Set task
Can you reproduce word for word everything from the start of the items below down to and including the line containing "(918, 451), (960, 491)"?
[START Data for processing]
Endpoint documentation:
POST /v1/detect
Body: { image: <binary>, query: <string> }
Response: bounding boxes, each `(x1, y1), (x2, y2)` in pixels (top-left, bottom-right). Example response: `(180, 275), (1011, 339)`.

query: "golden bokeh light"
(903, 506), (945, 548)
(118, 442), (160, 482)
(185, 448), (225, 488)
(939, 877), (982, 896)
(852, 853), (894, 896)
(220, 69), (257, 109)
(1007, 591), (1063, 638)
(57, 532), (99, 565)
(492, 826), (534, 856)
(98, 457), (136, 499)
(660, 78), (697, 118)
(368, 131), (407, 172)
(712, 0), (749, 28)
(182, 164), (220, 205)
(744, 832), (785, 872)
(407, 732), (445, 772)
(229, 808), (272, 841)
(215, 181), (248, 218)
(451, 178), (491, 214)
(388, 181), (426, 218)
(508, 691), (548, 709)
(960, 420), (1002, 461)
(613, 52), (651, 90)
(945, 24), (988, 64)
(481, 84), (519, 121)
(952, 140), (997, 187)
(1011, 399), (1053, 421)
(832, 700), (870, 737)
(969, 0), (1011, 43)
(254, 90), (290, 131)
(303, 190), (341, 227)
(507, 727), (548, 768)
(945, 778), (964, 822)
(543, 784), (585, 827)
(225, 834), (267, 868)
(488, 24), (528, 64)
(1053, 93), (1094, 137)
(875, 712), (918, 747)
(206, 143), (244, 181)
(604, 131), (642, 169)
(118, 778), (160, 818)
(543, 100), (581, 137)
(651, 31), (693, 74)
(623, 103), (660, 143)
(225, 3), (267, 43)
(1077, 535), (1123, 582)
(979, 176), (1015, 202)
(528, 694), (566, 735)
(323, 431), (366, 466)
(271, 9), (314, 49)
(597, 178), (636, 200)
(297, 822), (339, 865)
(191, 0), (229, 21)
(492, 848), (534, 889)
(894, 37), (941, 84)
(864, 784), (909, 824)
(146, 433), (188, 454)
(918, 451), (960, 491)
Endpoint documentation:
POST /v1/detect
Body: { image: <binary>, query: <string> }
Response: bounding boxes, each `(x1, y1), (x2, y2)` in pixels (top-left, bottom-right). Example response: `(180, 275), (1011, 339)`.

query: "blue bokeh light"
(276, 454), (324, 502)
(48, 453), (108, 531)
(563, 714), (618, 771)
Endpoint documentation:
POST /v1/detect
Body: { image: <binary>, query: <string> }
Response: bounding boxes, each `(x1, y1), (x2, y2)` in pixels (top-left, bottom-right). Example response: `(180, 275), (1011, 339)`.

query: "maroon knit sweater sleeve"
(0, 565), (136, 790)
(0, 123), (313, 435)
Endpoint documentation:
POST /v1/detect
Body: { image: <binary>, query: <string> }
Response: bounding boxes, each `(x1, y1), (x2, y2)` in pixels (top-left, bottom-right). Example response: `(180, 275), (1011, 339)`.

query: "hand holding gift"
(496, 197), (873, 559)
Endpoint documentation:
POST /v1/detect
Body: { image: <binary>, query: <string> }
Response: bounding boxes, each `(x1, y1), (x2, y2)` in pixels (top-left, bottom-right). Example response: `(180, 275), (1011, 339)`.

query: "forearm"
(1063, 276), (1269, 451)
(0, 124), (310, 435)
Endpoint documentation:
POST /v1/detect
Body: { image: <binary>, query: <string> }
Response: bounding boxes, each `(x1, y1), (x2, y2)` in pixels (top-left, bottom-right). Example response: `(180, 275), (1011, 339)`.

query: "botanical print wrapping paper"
[END Data for processing]
Solution to this exercise
Endpoint documentation:
POST /v1/detect
Body: { image: <binary>, query: <string> }
Response: bounding boxes, each `(x1, y1), (x2, y2)` in pixels (top-left, bottom-right). Example response: `(180, 275), (1011, 339)`.

query: "golden bokeh light"
(903, 506), (945, 548)
(118, 442), (160, 482)
(185, 448), (225, 488)
(939, 877), (982, 896)
(852, 853), (894, 896)
(220, 69), (257, 109)
(1007, 591), (1063, 638)
(57, 532), (99, 565)
(492, 826), (534, 856)
(98, 457), (136, 499)
(660, 78), (697, 118)
(368, 131), (407, 172)
(712, 0), (749, 28)
(182, 164), (220, 205)
(744, 832), (785, 872)
(407, 732), (445, 772)
(229, 808), (272, 841)
(215, 181), (248, 218)
(451, 178), (491, 214)
(388, 181), (426, 218)
(508, 691), (548, 709)
(960, 420), (1002, 461)
(613, 52), (651, 90)
(945, 24), (988, 64)
(481, 84), (519, 121)
(952, 140), (997, 187)
(1011, 399), (1053, 421)
(832, 700), (870, 737)
(969, 0), (1011, 43)
(254, 90), (290, 131)
(303, 190), (341, 227)
(507, 727), (548, 768)
(945, 778), (964, 822)
(543, 784), (585, 827)
(225, 834), (267, 868)
(488, 24), (528, 64)
(1053, 93), (1094, 137)
(875, 712), (918, 747)
(206, 143), (244, 181)
(604, 131), (642, 169)
(118, 778), (160, 818)
(543, 100), (581, 137)
(651, 31), (693, 74)
(623, 103), (660, 143)
(225, 3), (267, 43)
(1077, 535), (1123, 582)
(979, 176), (1015, 202)
(528, 694), (566, 735)
(323, 431), (366, 466)
(271, 9), (314, 49)
(597, 178), (636, 200)
(297, 822), (339, 865)
(191, 0), (229, 21)
(492, 848), (534, 889)
(894, 37), (941, 84)
(864, 784), (909, 824)
(146, 433), (188, 454)
(918, 451), (960, 491)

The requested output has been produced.